A reflection of the architecture, yes.  A reflection of individual 
websites?
Not our problem to fix.  We only need to make it possible for social
institutions to manage their namespace in a consistent and well-defined
manner.  The technology cannot do so on its own.

> [...]
>
>> The aspect of fragments that is media-type-specific is the mechanism
>> of the indirect reference when it is dereferenced.  The mechanism is
>> not known (and cannot be known) until a representation is in hand.
>> That is, either the fragment identifier is used in a same-document
>> reference or an action equivalent to GET is performed on the URI
>> preceding the fragment in order to obtain that representation.
>> The representation, once in hand, determines what needs to be done
>> to complete the retrieval action.

● DATA SEGMENT
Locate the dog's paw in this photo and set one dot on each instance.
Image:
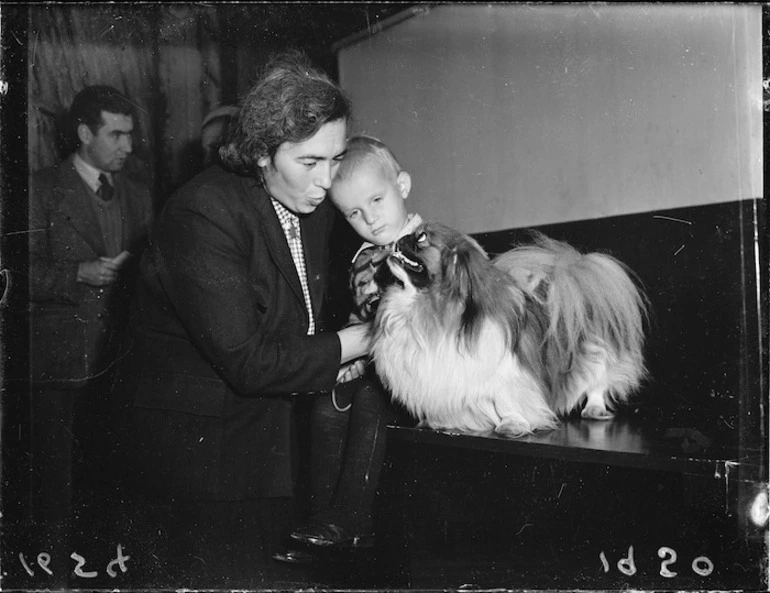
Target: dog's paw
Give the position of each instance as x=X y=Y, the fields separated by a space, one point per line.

● WRITTEN INSTRUCTION
Write out the passage on fragment identifiers again, starting with "Not our problem" and going on through "the retrieval action.", and swap in "response" wherever "representation" appears. These lines come from a separate source.

● SOLUTION TO THIS EXERCISE
Not our problem to fix.  We only need to make it possible for social
institutions to manage their namespace in a consistent and well-defined
manner.  The technology cannot do so on its own.

> [...]
>
>> The aspect of fragments that is media-type-specific is the mechanism
>> of the indirect reference when it is dereferenced.  The mechanism is
>> not known (and cannot be known) until a response is in hand.
>> That is, either the fragment identifier is used in a same-document
>> reference or an action equivalent to GET is performed on the URI
>> preceding the fragment in order to obtain that response.
>> The response, once in hand, determines what needs to be done
>> to complete the retrieval action.